## What this task involves
Collect every line in the entries below that contains the string "window", matching case exactly.

## Extracted entries
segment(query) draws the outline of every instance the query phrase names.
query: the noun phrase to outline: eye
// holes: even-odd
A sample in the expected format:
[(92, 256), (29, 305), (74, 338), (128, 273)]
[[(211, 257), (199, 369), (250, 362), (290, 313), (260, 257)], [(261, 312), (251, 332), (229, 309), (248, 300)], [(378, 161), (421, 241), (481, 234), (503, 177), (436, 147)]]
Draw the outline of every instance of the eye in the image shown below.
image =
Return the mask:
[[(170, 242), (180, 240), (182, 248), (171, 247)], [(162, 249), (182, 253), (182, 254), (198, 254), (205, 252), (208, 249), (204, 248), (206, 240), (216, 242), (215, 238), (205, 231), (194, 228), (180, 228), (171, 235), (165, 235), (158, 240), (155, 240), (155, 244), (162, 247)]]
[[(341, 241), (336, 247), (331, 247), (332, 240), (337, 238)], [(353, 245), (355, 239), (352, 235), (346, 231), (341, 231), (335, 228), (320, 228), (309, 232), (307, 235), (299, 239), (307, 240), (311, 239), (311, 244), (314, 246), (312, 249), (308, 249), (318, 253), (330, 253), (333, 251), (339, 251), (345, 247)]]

---

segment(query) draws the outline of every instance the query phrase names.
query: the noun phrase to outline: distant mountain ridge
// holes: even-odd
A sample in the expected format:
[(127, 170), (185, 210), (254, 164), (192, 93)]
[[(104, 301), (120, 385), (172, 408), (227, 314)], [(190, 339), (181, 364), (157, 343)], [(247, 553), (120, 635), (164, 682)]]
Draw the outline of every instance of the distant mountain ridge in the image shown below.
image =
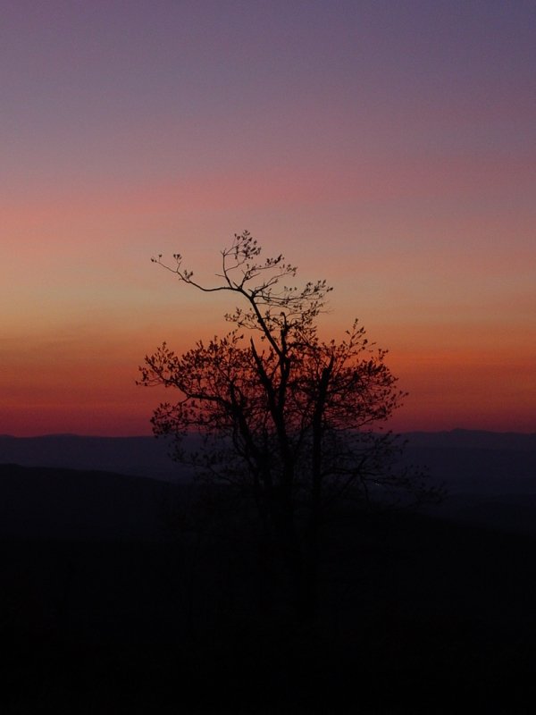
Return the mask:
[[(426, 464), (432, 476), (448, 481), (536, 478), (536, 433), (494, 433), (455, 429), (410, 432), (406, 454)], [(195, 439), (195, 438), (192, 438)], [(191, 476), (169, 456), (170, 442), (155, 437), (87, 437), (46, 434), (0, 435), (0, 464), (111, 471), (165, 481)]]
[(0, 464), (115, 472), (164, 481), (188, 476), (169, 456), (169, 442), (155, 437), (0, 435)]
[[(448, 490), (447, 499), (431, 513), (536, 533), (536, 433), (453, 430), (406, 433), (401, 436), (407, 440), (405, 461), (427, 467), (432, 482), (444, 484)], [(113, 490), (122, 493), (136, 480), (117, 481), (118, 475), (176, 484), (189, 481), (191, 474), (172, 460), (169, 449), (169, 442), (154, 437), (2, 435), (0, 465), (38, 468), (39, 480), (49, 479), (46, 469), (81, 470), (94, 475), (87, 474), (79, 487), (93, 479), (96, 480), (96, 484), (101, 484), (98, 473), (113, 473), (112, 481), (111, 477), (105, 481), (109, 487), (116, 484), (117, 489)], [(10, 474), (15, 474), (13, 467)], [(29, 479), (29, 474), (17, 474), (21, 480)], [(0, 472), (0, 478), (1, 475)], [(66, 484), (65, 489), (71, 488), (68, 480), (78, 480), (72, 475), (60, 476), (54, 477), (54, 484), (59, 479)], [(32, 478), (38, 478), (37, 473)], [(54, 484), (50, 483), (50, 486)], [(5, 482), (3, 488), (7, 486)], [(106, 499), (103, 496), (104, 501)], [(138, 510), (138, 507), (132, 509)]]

--

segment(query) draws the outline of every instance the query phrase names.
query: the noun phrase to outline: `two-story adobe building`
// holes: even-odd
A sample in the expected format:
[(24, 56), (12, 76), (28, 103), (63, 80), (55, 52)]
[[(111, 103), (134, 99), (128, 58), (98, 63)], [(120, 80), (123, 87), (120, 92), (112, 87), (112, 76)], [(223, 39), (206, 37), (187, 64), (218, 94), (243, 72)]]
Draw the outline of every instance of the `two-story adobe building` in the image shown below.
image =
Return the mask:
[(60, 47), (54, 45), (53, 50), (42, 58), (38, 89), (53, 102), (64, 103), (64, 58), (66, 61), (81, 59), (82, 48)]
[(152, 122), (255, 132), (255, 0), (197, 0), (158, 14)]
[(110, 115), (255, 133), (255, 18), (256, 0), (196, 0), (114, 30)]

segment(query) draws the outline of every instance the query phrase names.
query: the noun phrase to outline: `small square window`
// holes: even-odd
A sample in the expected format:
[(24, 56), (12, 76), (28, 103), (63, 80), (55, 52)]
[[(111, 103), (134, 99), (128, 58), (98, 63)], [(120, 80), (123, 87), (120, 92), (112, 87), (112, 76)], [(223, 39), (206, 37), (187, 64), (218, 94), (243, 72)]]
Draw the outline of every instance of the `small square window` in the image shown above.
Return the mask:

## Written response
query: the noun phrase to outline: `small square window`
Draw the outline of every instance of the `small square window` in the image shown above.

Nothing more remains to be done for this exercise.